-- Work to be completed --
Pick up the article below on the BBC and wartime propaganda after its final line, and carry it forward.

-- Article --
— Begin —

Killing The Story – Bakhmut, Nick Cohen, Kakhovka, Nord Stream and Piers Morgan

The late writer, broadcaster and wit Clive James formulated what he called the ‘Barry Manilow Law’:

‘Everyone you know thinks Barry Manilow is absolutely terrible. But everyone you don’t know thinks he’s great.’ (James, cited Martin Amis, ‘Inside Story,’ Vintage, 2020, e-book, p.74)

A Media Lens version of this might read:

‘Everyone you know thinks BBC News is absolutely terrible. But everyone you don’t know thinks it’s great.’

The BBC wasn’t always quite this bad. When we started out in 2001, people like Director of News Richard Sambrook and Newsnight editor Peter Barron sent us long, respectful replies to our analysis. We were invited to appear on BBC One, BBC Two and BBC radio (we were interviewed by BBC Radio Five Live). Barron even blogged about us positively on the BBC website.

All of this has gone. Our criticisms, now, are met with paranoid silence. And there is much for BBC journalists to be paranoid about, for they are now clearly operating as de facto agents of state.

When the US targeted Syria for ‘regime change’ in 2011, a flood of anti-Assad atrocity claims and pro-‘rebel’ propaganda washed across the BBC’s news pages. The BBC’s campaign ended the moment the US campaign for regime change ended. When Iran, Venezuela and Libya fell under the US crosshairs, the same BBC propaganda machine cranked into action. Similarly, anyone measuring BBC performance 2022-2023 will find hundreds of reports and comment pieces favouring the Ukraine/Nato version of events, against one or two favouring the Russian version of events. This, even though our country is technically not at war with Russia – certainly Russia is not attacking us. It couldn’t be more obvious that when the green light for war and ‘regime change’ is on, the BBC is expected to host daily propaganda pieces to generate public support.

In his superb book, ‘Falsehood in Wartime: Propaganda Lies of the First World War’, published in 1928, Lord Arthur Ponsonby analysed the key propaganda techniques that had been used to deceive the public during the catastrophic war of 1914-1918:

  1. We do not want war.
  2. The opposite party alone is guilty of war.
  3. The enemy is inherently evil and resembles the devil.
  4. We defend a noble cause, not our own interests.
  5. The enemy commits atrocities on purpose; we make ‘mistakes’.
  6. The enemy uses forbidden weapons.
  7. We suffer small losses, those of the enemy are enormous.
  8. Recognised artists and intellectuals back our cause.
  9. Our cause is sacred.
  10.  All who doubt our propaganda are traitors.

— End —

-- Data shown --
— Begin —

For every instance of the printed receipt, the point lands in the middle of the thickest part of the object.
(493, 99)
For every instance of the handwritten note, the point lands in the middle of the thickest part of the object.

— End —

-- Exercise result --
Most BBC, Guardian and other ‘mainstream’ war coverage is a cocktail of these ten forms of bias. As the renowned US economist Jeffrey Sachs said recently:

‘I used to read The Guardian; now I can’t even go to the website. By the way, that’s how our New York Times is: it’s unreadable, it’s phony. It’s propaganda from morning till night.’

Consider point 7: ‘We suffer small losses, those of the enemy are enormous.’

On May 20, the BBC tried mightily not to report that the long and bloody Battle for Bakhmut had ended with a Russian victory. The first BBC attempt to report the truth read:

‘Zelensky appears to confirm Russia controls Bakhmut’

To control a city is not the same as conquering a city – had Bakhmut actually fallen? Was this a triumph for Russia? A day later, the BBC tried again:

‘Bakhmut is completely destroyed Zelensky says’

Again, a city can be ‘destroyed’ without being conquered. Stalingrad was destroyed in 1942, but it never completely fell to the German army.

The New York Times did somewhat better:

‘What Does Russia’s Success in Bakhmut Mean for the War in Ukraine?

‘Moscow has declared victory in its long, bloody assault.’

Again, ‘success’ does not mean complete victory. And NYT readers aren’t going to believe a word that comes out of Moscow. But Bakhmut had fallen to Russian forces.

With point 7 still in mind, Lord Ponsonby would have enjoyed the BBC’s post-battle summary:

‘Western officials estimate between 20,000 and 30,000 Russian troops have been killed or wounded in Bakhmut, while Ukraine’s military has also paid a heavy price.’

‘Their’ losses are enormous – ‘ours’ are vaguely indicated. Ponsonby would also have recognised this familiar theme:

‘Analysts say the city is of little strategic value to Moscow…’

Which analysts? Other analysts have argued that Bakhmut was important, even a lynchpin.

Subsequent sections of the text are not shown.